─── Material supplied

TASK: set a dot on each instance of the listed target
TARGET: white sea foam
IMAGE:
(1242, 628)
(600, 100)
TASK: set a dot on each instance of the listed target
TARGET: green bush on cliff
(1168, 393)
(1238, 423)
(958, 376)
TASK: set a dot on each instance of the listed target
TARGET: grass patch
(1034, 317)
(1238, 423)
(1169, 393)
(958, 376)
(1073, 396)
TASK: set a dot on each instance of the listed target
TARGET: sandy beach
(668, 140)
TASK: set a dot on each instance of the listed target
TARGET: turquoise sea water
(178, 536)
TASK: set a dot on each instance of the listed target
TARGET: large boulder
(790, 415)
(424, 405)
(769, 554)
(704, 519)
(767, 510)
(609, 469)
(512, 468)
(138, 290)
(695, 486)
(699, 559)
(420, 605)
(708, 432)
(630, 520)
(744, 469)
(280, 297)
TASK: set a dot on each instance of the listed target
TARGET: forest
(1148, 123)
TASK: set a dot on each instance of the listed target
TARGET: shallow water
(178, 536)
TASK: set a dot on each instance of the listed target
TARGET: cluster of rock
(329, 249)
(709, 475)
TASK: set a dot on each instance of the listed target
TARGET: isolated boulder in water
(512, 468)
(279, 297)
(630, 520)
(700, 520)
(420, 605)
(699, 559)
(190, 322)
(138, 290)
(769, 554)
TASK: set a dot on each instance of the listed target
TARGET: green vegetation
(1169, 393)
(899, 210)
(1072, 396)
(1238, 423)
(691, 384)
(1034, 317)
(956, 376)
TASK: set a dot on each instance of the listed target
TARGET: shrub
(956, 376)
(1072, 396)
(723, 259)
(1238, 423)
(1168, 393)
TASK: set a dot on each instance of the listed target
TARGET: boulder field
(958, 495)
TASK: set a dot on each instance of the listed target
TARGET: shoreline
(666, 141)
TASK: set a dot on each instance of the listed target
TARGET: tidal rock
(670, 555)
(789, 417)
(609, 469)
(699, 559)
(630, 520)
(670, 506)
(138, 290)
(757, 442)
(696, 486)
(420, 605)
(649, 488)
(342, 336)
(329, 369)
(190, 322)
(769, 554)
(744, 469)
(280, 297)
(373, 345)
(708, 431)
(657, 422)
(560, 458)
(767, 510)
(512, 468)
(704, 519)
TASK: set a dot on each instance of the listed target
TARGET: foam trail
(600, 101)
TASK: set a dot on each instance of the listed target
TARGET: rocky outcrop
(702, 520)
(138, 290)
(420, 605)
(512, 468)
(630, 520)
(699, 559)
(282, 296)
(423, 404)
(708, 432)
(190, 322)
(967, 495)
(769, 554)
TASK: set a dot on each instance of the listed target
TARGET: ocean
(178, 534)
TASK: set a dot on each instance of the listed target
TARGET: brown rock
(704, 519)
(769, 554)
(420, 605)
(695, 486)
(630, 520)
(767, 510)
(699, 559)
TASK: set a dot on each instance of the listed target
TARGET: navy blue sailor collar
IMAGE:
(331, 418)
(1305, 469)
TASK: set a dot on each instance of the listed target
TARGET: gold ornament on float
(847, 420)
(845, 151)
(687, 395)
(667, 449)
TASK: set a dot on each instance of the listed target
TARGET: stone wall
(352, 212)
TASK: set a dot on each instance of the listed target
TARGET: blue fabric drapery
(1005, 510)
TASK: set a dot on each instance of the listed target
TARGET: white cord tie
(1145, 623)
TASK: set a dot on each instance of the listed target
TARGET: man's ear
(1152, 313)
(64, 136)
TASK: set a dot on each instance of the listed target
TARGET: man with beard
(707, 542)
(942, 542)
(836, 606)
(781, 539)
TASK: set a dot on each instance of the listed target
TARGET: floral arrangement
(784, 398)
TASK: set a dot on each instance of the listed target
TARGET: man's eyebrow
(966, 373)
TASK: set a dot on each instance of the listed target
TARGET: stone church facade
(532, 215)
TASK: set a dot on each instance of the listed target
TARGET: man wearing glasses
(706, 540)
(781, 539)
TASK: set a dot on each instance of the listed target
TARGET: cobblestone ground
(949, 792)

──────

» Problem statement:
Repeat the records above exactly.

» Finished task:
TASK: set a dot on each instance of the listed target
TARGET: white sea foam
IMAGE:
(1242, 628)
(600, 100)
TASK: set a dot on each instance of the listed target
TARGET: green bush on cliff
(1168, 393)
(1238, 423)
(958, 376)
TASK: set a dot on each instance of the listed target
TARGET: grass patch
(1034, 317)
(1238, 423)
(1169, 393)
(958, 376)
(1073, 396)
TASK: set a dot on each instance of the listed target
TARGET: sandy beach
(668, 140)
TASK: set a dot on each instance of the listed target
TARGET: turquoise sea water
(178, 536)
TASK: set a dot on each instance of the listed target
TARGET: large boulder
(790, 415)
(424, 405)
(769, 554)
(704, 519)
(767, 510)
(609, 469)
(512, 468)
(138, 290)
(695, 486)
(699, 559)
(420, 605)
(708, 432)
(630, 520)
(744, 469)
(280, 297)
TASK: set a dot on each instance of the listed target
TARGET: forest
(1148, 123)
TASK: set a dot on each instance of the listed target
TARGET: shallow water
(178, 536)
TASK: set a dot on each instance of the listed target
TARGET: cluster of rock
(329, 249)
(709, 475)
TASK: set a dot on each instance of the listed target
TARGET: isolated boulder in water
(512, 468)
(279, 297)
(630, 520)
(700, 520)
(420, 605)
(699, 559)
(190, 322)
(138, 290)
(769, 554)
TASK: set a dot on each instance of the listed target
TARGET: green vegetation
(1169, 393)
(899, 210)
(1072, 396)
(1238, 423)
(691, 384)
(1034, 317)
(956, 376)
TASK: set a dot on each instance of the listed target
TARGET: shrub
(956, 376)
(1072, 396)
(723, 259)
(1238, 423)
(1168, 393)
TASK: set a dot on each instance of the listed target
TARGET: boulder field
(958, 495)
TASK: set a dot on each instance of the listed target
TARGET: shoreline
(666, 141)
TASK: set a dot on each instance of the listed target
TARGET: tidal rock
(670, 555)
(789, 417)
(609, 469)
(699, 559)
(630, 520)
(670, 506)
(138, 290)
(757, 442)
(696, 486)
(420, 605)
(649, 488)
(342, 336)
(329, 369)
(190, 322)
(769, 554)
(744, 469)
(280, 297)
(373, 345)
(708, 431)
(657, 422)
(560, 458)
(767, 510)
(512, 468)
(704, 519)
TASK: set a dot on each instance of the listed target
TARGET: foam trail
(600, 101)
TASK: set a dot on each instance of the listed target
TARGET: rocky outcrop
(702, 520)
(138, 290)
(420, 605)
(512, 468)
(630, 520)
(699, 559)
(282, 296)
(423, 404)
(708, 432)
(190, 322)
(967, 495)
(769, 554)
TASK: set a dot on each instance of the listed target
TARGET: ocean
(178, 534)
TASK: set a dot on each instance of the listed target
TARGET: brown rock
(704, 519)
(769, 554)
(420, 605)
(695, 486)
(630, 520)
(767, 510)
(699, 559)
TASK: set a dot on each instance of the listed target
TARGET: navy blue sailor collar
IMAGE:
(331, 418)
(1305, 469)
TASK: set a dot on each instance of the listed target
TARGET: gold ornament on float
(847, 420)
(845, 151)
(687, 395)
(667, 449)
TASK: set a dot on each instance of the listed target
TARGET: stone wall
(352, 212)
TASK: set a dot on each instance of the listed target
TARGET: blue fabric drapery
(1005, 510)
TASK: set a dot on each instance of the listed target
TARGET: white cord tie
(1145, 623)
TASK: set a dot on each instance of the listed target
TARGET: man's ear
(1152, 313)
(64, 136)
TASK: set a dot on each instance of the listed target
TARGET: man with beard
(707, 542)
(942, 542)
(836, 606)
(781, 539)
TASK: set a dot on each instance of the listed target
TARGET: floral arrangement
(784, 398)
TASK: set a dot on each instance of the listed target
TARGET: man's eyebrow
(966, 373)
TASK: set a dot on each instance of the listed target
TARGET: stone church facade
(532, 215)
TASK: set a dot on each instance of the listed target
TARGET: man wearing glasses
(706, 540)
(781, 539)
TASK: set a dot on each instance of the listed target
TARGET: cobblestone ground
(949, 792)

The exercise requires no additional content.